▶ _REQUIRED WORK_: Convert every line of all the entries below into a JSON list of strings, one string per line, leaving out blank lines.

▶ _TASK DATA_:
====================
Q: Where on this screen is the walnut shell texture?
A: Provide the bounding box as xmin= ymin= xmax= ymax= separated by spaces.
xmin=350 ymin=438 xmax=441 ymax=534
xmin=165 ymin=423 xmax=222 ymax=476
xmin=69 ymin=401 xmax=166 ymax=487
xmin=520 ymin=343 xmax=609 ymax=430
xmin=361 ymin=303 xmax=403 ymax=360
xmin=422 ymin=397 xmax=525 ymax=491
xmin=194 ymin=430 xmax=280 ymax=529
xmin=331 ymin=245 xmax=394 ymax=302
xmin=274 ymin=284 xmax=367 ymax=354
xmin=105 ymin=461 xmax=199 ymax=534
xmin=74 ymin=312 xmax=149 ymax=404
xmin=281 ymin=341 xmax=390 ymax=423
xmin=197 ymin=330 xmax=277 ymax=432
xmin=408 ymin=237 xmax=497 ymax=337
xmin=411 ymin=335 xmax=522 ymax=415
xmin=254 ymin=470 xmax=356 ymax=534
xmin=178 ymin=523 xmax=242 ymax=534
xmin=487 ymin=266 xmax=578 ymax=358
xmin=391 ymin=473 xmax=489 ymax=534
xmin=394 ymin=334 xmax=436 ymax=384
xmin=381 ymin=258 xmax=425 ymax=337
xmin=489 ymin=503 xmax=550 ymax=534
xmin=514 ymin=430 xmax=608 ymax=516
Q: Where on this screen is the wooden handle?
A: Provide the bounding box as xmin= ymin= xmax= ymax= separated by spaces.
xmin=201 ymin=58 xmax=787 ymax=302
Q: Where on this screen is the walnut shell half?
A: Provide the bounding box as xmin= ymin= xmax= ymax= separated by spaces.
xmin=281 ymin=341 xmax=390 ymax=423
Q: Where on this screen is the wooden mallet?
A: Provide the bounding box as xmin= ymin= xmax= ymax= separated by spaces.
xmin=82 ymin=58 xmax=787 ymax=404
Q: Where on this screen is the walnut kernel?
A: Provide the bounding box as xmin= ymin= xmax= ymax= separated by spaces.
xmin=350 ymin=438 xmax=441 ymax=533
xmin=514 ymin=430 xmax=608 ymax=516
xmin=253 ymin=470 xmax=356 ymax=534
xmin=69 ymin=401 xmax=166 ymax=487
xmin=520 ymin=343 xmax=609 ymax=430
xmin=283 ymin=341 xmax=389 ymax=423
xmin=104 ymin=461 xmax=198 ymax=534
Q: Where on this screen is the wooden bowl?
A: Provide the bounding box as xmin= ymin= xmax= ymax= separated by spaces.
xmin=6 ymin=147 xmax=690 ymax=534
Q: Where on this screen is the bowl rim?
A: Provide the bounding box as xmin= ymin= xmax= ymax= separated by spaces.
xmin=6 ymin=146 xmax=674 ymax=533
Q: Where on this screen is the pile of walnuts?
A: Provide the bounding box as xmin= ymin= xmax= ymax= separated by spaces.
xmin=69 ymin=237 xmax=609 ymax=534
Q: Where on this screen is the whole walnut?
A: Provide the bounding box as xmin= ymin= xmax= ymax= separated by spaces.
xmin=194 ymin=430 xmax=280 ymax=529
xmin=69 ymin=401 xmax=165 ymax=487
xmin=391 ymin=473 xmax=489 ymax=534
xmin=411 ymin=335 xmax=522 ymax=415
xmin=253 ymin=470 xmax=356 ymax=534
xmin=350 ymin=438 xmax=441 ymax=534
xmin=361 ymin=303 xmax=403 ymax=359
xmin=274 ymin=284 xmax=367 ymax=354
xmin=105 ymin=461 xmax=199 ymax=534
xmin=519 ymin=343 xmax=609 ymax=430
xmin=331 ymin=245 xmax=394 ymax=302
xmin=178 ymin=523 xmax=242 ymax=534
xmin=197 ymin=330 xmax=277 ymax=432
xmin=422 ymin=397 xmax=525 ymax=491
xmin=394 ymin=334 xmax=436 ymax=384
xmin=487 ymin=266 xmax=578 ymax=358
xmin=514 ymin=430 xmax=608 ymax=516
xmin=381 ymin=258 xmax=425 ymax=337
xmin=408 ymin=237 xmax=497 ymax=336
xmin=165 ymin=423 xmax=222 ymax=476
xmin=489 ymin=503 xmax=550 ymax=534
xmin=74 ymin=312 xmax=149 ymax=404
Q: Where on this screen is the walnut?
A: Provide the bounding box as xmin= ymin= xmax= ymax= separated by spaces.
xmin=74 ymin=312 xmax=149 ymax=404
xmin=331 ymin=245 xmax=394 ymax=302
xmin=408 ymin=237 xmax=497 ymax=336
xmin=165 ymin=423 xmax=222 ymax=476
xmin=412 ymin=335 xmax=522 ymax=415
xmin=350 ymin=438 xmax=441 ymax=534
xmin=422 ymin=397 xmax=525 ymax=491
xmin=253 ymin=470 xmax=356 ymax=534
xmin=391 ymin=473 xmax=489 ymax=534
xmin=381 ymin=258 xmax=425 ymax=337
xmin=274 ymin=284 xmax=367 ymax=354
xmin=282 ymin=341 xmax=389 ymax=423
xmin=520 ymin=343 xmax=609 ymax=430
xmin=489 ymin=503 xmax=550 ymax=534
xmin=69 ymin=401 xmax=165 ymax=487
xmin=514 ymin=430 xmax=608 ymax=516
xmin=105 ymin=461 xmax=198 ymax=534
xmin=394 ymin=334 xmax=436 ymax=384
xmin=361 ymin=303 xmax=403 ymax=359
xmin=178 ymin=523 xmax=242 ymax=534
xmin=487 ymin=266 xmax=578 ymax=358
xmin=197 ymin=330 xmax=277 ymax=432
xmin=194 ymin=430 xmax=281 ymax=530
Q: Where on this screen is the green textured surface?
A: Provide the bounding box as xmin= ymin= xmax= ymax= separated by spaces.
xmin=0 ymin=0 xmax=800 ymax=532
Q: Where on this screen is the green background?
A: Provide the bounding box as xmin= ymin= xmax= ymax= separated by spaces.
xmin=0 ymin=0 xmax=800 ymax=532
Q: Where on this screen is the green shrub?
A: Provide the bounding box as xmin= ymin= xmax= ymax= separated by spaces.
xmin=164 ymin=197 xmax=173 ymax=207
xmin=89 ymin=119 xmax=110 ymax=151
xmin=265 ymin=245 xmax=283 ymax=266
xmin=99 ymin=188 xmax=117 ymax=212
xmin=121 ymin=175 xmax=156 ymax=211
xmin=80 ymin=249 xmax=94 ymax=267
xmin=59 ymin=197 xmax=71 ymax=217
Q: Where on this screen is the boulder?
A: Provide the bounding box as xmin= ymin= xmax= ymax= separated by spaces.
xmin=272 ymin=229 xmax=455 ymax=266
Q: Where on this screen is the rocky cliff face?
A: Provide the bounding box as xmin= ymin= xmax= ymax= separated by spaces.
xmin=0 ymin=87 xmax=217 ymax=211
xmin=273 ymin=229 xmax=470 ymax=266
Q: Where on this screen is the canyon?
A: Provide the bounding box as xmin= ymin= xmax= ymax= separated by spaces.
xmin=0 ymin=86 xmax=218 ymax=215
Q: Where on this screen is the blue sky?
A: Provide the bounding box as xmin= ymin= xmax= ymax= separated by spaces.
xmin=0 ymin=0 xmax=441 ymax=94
====================
▶ _RESULT OF THIS TASK_:
[
  "Q: Where on this screen is the walnut shell texture?",
  "A: Provide the bounding box as xmin= ymin= xmax= ymax= separated by spaces.",
  "xmin=350 ymin=438 xmax=441 ymax=534",
  "xmin=165 ymin=423 xmax=222 ymax=476",
  "xmin=69 ymin=401 xmax=166 ymax=487",
  "xmin=520 ymin=343 xmax=609 ymax=430",
  "xmin=361 ymin=303 xmax=403 ymax=360",
  "xmin=422 ymin=397 xmax=525 ymax=491",
  "xmin=194 ymin=430 xmax=280 ymax=529",
  "xmin=331 ymin=245 xmax=394 ymax=302",
  "xmin=274 ymin=284 xmax=367 ymax=354",
  "xmin=105 ymin=461 xmax=199 ymax=534",
  "xmin=74 ymin=312 xmax=149 ymax=404",
  "xmin=281 ymin=341 xmax=390 ymax=423",
  "xmin=197 ymin=330 xmax=277 ymax=432",
  "xmin=408 ymin=237 xmax=497 ymax=337",
  "xmin=411 ymin=335 xmax=522 ymax=415",
  "xmin=254 ymin=470 xmax=356 ymax=534",
  "xmin=178 ymin=523 xmax=242 ymax=534",
  "xmin=487 ymin=266 xmax=578 ymax=358",
  "xmin=391 ymin=473 xmax=489 ymax=534",
  "xmin=394 ymin=334 xmax=436 ymax=384",
  "xmin=381 ymin=258 xmax=425 ymax=337",
  "xmin=489 ymin=503 xmax=550 ymax=534",
  "xmin=514 ymin=430 xmax=608 ymax=516",
  "Q: Where on this screen is the wooden handle?",
  "A: Provide the bounding box as xmin= ymin= xmax= ymax= separated by spaces.",
  "xmin=201 ymin=58 xmax=787 ymax=302",
  "Q: Where on this screen is the walnut shell half?",
  "A: Provide the bounding box as xmin= ymin= xmax= ymax= separated by spaces.",
  "xmin=281 ymin=341 xmax=390 ymax=423",
  "Q: Where on this screen is the wooden mallet?",
  "A: Provide the bounding box as xmin= ymin= xmax= ymax= separated by spaces.",
  "xmin=82 ymin=58 xmax=787 ymax=404",
  "Q: Where on this screen is the walnut kernel?",
  "A: Provide the bounding box as xmin= ymin= xmax= ymax= separated by spaces.",
  "xmin=350 ymin=438 xmax=441 ymax=533",
  "xmin=514 ymin=430 xmax=608 ymax=516",
  "xmin=253 ymin=470 xmax=356 ymax=534",
  "xmin=69 ymin=401 xmax=166 ymax=487",
  "xmin=520 ymin=343 xmax=609 ymax=430",
  "xmin=283 ymin=341 xmax=389 ymax=423",
  "xmin=104 ymin=461 xmax=198 ymax=534",
  "Q: Where on this screen is the wooden bowl?",
  "A: Provide the bounding box as xmin= ymin= xmax= ymax= separated by spaces.",
  "xmin=6 ymin=147 xmax=690 ymax=534",
  "Q: Where on this screen is the bowl rim?",
  "A: Provide the bounding box as xmin= ymin= xmax= ymax= separated by spaces.",
  "xmin=6 ymin=146 xmax=674 ymax=533",
  "Q: Where on this screen is the pile of walnuts?",
  "A: Provide the bounding box as xmin= ymin= xmax= ymax= separated by spaces.",
  "xmin=69 ymin=237 xmax=609 ymax=534",
  "Q: Where on this screen is the whole walnut?",
  "A: Provide the bounding box as xmin= ymin= xmax= ymax= separated by spaces.",
  "xmin=194 ymin=430 xmax=280 ymax=529",
  "xmin=69 ymin=401 xmax=165 ymax=487",
  "xmin=391 ymin=473 xmax=489 ymax=534",
  "xmin=411 ymin=335 xmax=522 ymax=415",
  "xmin=253 ymin=470 xmax=356 ymax=534",
  "xmin=350 ymin=438 xmax=441 ymax=534",
  "xmin=361 ymin=303 xmax=403 ymax=359",
  "xmin=274 ymin=284 xmax=367 ymax=354",
  "xmin=105 ymin=461 xmax=199 ymax=534",
  "xmin=519 ymin=343 xmax=609 ymax=430",
  "xmin=331 ymin=245 xmax=394 ymax=302",
  "xmin=178 ymin=523 xmax=242 ymax=534",
  "xmin=197 ymin=330 xmax=277 ymax=432",
  "xmin=422 ymin=397 xmax=525 ymax=491",
  "xmin=394 ymin=334 xmax=436 ymax=384",
  "xmin=487 ymin=266 xmax=578 ymax=358",
  "xmin=514 ymin=430 xmax=608 ymax=516",
  "xmin=381 ymin=258 xmax=425 ymax=337",
  "xmin=408 ymin=237 xmax=497 ymax=336",
  "xmin=165 ymin=423 xmax=222 ymax=476",
  "xmin=489 ymin=503 xmax=550 ymax=534",
  "xmin=74 ymin=312 xmax=149 ymax=404",
  "Q: Where on this screen is the walnut?",
  "A: Provide the bounding box as xmin= ymin= xmax= ymax= separated by spaces.",
  "xmin=74 ymin=312 xmax=149 ymax=404",
  "xmin=331 ymin=245 xmax=394 ymax=302",
  "xmin=408 ymin=237 xmax=497 ymax=336",
  "xmin=165 ymin=423 xmax=222 ymax=476",
  "xmin=412 ymin=335 xmax=522 ymax=415",
  "xmin=350 ymin=438 xmax=441 ymax=534",
  "xmin=422 ymin=397 xmax=525 ymax=491",
  "xmin=253 ymin=470 xmax=356 ymax=534",
  "xmin=391 ymin=473 xmax=489 ymax=534",
  "xmin=381 ymin=258 xmax=425 ymax=337",
  "xmin=274 ymin=284 xmax=367 ymax=354",
  "xmin=282 ymin=341 xmax=389 ymax=423",
  "xmin=520 ymin=343 xmax=609 ymax=430",
  "xmin=489 ymin=503 xmax=550 ymax=534",
  "xmin=69 ymin=401 xmax=165 ymax=487",
  "xmin=514 ymin=430 xmax=608 ymax=516",
  "xmin=105 ymin=461 xmax=198 ymax=534",
  "xmin=394 ymin=334 xmax=436 ymax=384",
  "xmin=361 ymin=303 xmax=403 ymax=359",
  "xmin=178 ymin=523 xmax=242 ymax=534",
  "xmin=487 ymin=266 xmax=578 ymax=358",
  "xmin=197 ymin=330 xmax=277 ymax=432",
  "xmin=194 ymin=430 xmax=281 ymax=530",
  "Q: Where on this screen is the green textured surface?",
  "A: Provide the bounding box as xmin= ymin= xmax= ymax= separated by spaces.",
  "xmin=0 ymin=0 xmax=800 ymax=532",
  "Q: Where on this screen is the green background?",
  "A: Provide the bounding box as xmin= ymin= xmax= ymax= separated by spaces.",
  "xmin=0 ymin=0 xmax=800 ymax=532",
  "Q: Where on this screen is the green shrub?",
  "A: Provide the bounding box as xmin= ymin= xmax= ymax= separated by spaces.",
  "xmin=164 ymin=197 xmax=173 ymax=207",
  "xmin=89 ymin=119 xmax=110 ymax=151",
  "xmin=265 ymin=245 xmax=283 ymax=266",
  "xmin=99 ymin=188 xmax=117 ymax=212",
  "xmin=121 ymin=175 xmax=156 ymax=211",
  "xmin=80 ymin=249 xmax=94 ymax=267",
  "xmin=59 ymin=197 xmax=71 ymax=217",
  "Q: Where on this screen is the boulder?",
  "A: Provide the bounding box as xmin= ymin= xmax= ymax= separated by spaces.",
  "xmin=272 ymin=229 xmax=455 ymax=266",
  "Q: Where on this screen is the rocky cliff face?",
  "A: Provide the bounding box as xmin= ymin= xmax= ymax= separated by spaces.",
  "xmin=0 ymin=87 xmax=217 ymax=211",
  "xmin=273 ymin=229 xmax=470 ymax=266",
  "Q: Where on this screen is the canyon?",
  "A: Provide the bounding box as xmin= ymin= xmax= ymax= separated by spaces.",
  "xmin=0 ymin=86 xmax=218 ymax=215",
  "Q: Where on this screen is the blue sky?",
  "A: Provide the bounding box as xmin= ymin= xmax= ymax= separated by spaces.",
  "xmin=0 ymin=0 xmax=441 ymax=94"
]